:: Testo di partenza ::
Ci sono nomi che non compaiono sulle etichette, ma senza i quali la moda non sarebbe la stessa. Eleanor Lambert è uno di questi. Non fu stilista, né modella, né editrice di una rivista patinata. Fu molto di più, la donna che ha ideato la moda americana trasformandola da periferia creativa a potenza culturale globale.

Eleanor Lambert nacque il 10 agosto 1903 a Crawfordsville, Indiana, una piccola città del Midwest americano. La sua famiglia era modesta, il padre lavorava in ferrovia, la madre era casalinga. Non veniva da ambienti mondani né da dinastie culturali, ma aveva un talento precoce per l’arte e la scrittura. Studiò scultura e grafica al John Herron Art Institute di Indianapolis (oggi parte della Herron School of Art and Design), con l’ambizione di diventare artista. Si trasferì poi a Chicago, dove lavorò come giornalista freelance entrando in contatto con le prime avanguardie americane. Nel 1925, arrivò a New York, la città che sarebbe diventata il centro della sua vita. 

Lavorò come addetta stampa per musei e gallerie, collaborando con istituzioni chiave come il Museum of Modern Art (MoMA), sostenuto da Abby Aldrich Rockefeller, e il Whitney Museum of American Art. In quel contesto comprese che l’arte e la cultura in generale  non potesse vivere chiusa nelle élite, ma dovesse essere raccontata, condivisa, resa accessibile a tutti. 

La sua vita privata fu segnata da due matrimoni importanti: con il pittore surrealista Lawrence Vail, da cui ebbe un figlio, Bill Berkson, poi poeta e critico d’arte vicino alla New York School, e con Seymour Berkson, direttore del New York Journal-American, che consolidò la sua rete di rapporti nel mondo dei media.

Di lei non si conoscono gesta femministe o di attivismo reale, ma fu la sua carriera ad essere femminista nei fatti. Una donna nata nel Midwest, senza capitali, che seppe imporsi in un sistema maschile ed elitario. Portò in alto stilisti e stiliste, creò istituzioni che ancora oggi danno spazio a nuove voci.

Come ha osservato la storica della moda Valerie Steele (FIT), Lambert “femminilizzò il potere” -una frase che lascia spazio a varie interpretazioni oggi, di fatto però inventò un ruolo nuovo – quello della press agent culturale – da cui esercitare influenza senza essere musa, moglie o collezionista, ma professionista autonoma. In un’epoca in cui l’autorità femminile era sempre derivata da uomini, Lambert incarnò un modo radicalmente diverso di esercitare leadership.

:: Da svolgere ::
Prosegui il testo su Eleanor Lambert dopo l'ultima frase riportata. I record costituiscono materiale a sé, distinto dal testo su Eleanor Lambert.

:: Dati forniti ::
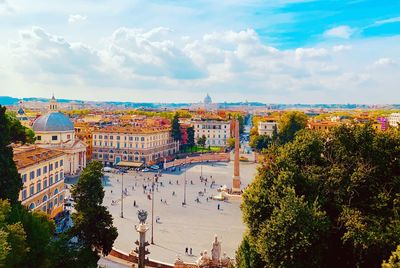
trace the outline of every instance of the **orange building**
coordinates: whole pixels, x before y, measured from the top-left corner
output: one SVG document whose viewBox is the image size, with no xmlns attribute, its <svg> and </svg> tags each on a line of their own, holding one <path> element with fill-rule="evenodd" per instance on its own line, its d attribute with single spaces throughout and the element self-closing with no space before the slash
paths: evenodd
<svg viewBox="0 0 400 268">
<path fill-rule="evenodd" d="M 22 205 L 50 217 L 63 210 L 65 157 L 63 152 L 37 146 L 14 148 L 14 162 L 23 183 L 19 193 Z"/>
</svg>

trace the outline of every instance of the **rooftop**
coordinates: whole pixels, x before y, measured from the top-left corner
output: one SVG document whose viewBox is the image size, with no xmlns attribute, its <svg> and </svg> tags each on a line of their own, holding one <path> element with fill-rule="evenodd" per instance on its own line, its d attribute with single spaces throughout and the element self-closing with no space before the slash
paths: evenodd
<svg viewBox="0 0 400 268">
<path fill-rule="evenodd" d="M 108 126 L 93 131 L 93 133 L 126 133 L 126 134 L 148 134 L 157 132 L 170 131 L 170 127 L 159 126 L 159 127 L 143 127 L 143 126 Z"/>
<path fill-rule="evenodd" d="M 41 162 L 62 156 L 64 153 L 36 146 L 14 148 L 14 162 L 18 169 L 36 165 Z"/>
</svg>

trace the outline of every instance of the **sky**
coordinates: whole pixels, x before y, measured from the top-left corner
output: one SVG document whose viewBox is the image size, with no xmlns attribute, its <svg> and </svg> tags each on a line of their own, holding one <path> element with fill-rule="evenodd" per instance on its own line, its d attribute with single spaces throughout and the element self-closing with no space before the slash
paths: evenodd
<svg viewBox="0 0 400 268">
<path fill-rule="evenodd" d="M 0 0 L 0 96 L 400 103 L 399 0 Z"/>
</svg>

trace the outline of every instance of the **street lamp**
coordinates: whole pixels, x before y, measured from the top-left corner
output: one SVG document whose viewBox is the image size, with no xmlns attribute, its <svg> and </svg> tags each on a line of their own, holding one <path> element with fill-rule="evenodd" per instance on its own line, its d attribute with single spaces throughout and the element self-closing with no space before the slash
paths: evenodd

:: Risposta ::
Il suo lavoro aprì spazi anche a figure marginalizzate. Negli anni ’70 promosse Stephen Burrows, uno dei primi designer afroamericani a imporsi a New York. Attraverso la sua International Best Dressed List, non celebrò soltanto aristocratiche o first ladies, ma anche intellettuali, artiste e attrici fuori dai canoni esclusivi europei. Pur senza utilizzare il linguaggio di oggi, il suo approccio anticipava le pratiche intersezionali, dare visibilità a chi restava invisibile, aprire porte a chi le trovava chiuse.

La svolta arrivò nel 1943, durante la Seconda guerra mondiale. Con Parigi occupata e isolata, le maison francesi non potevano più dettare il calendario della moda. Le riviste americane come Vogue e Harper’s Bazaar si ritrovarono senza riferimenti su cui basarsi. Lambert colse l’occasione. Organizzò a New York la Press Week, una serie di sfilate dedicate esclusivamente ai designer statunitensi. Giornalisti e compratori vennero invitati a guardare non più all’Europa, ma al talento “di casa”.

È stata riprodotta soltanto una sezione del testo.